> [THE REQUEST]: Below is a block of records; repeat all of them exactly.

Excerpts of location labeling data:
***

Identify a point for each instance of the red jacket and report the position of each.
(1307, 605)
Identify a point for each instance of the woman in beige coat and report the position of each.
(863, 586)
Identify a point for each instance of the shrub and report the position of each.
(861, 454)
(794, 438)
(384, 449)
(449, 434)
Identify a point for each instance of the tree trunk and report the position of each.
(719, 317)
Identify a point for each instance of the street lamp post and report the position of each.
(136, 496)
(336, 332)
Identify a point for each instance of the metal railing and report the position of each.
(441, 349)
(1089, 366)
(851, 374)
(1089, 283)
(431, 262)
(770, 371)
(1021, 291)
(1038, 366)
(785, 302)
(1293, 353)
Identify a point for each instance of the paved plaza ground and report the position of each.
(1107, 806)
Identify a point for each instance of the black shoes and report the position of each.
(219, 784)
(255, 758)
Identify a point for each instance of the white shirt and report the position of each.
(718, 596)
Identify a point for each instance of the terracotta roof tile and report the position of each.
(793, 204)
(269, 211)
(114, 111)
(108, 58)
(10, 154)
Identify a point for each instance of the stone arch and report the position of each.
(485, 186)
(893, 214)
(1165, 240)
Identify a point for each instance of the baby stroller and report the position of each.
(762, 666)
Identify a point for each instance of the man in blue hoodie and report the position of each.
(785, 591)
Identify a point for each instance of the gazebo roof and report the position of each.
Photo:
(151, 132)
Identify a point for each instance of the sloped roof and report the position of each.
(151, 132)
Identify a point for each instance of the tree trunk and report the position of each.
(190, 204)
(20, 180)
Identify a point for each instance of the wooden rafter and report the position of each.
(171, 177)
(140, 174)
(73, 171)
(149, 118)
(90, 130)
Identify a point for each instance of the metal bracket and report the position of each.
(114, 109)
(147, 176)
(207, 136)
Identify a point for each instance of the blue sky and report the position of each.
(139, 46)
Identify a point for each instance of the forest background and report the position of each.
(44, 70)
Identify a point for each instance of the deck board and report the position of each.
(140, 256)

***

> [RESPONSE TO THE EXERCISE]:
Identify a point for each instance of the red jacket and report the position of each.
(1307, 605)
Identify a point for each instance of the woman in beige coat and report the position of each.
(863, 586)
Identify a point for each instance of the shrub and report the position of each.
(861, 454)
(794, 438)
(384, 449)
(449, 434)
Identify a point for each instance of the tree trunk and report the position of each.
(719, 317)
Identify a point for each instance of the street lamp post and report the position of each.
(136, 496)
(336, 332)
Identify a point for each instance of the metal railing and report the position of each.
(441, 349)
(1089, 366)
(851, 374)
(1089, 283)
(431, 262)
(770, 371)
(1021, 291)
(1038, 366)
(785, 302)
(1293, 353)
Identify a point for each instance of the paved plaza ground and report the position of each.
(1107, 806)
Identify a point for each instance of the black shoes and report the position of each.
(219, 784)
(255, 758)
Identify a point for each instance of the white shirt and report the position of each.
(718, 596)
Identify a point for each instance of the terracotta roof tile and report the position of each.
(793, 204)
(269, 211)
(114, 111)
(108, 58)
(10, 154)
Identify a point for each instance of the stone arch and report the position of each.
(485, 186)
(893, 214)
(1165, 240)
Identify a point for each instance of the baby stroller and report the position of each.
(762, 666)
Identify a point for each instance of the man in blue hoodie and report the position of each.
(785, 591)
Identify a point for each instance of the gazebo roof and report the position of each.
Photo:
(151, 132)
Identify a point for each instance of the sloped roof and report the position of each.
(151, 132)
Identify a point for each instance of the tree trunk and report the position of each.
(190, 204)
(20, 180)
Identify a point for each instance of the wooden rafter and report the position of each.
(171, 177)
(140, 174)
(73, 171)
(149, 118)
(90, 130)
Identify a point for each instance of the metal bracket and report the position of each.
(114, 109)
(147, 176)
(207, 136)
Identify a point for each instance of the blue sky and report the position of each.
(139, 46)
Identify a point for each instance of the forest background and report the position of each.
(44, 70)
Identify a point for each instance of the deck board and report the position of each.
(140, 256)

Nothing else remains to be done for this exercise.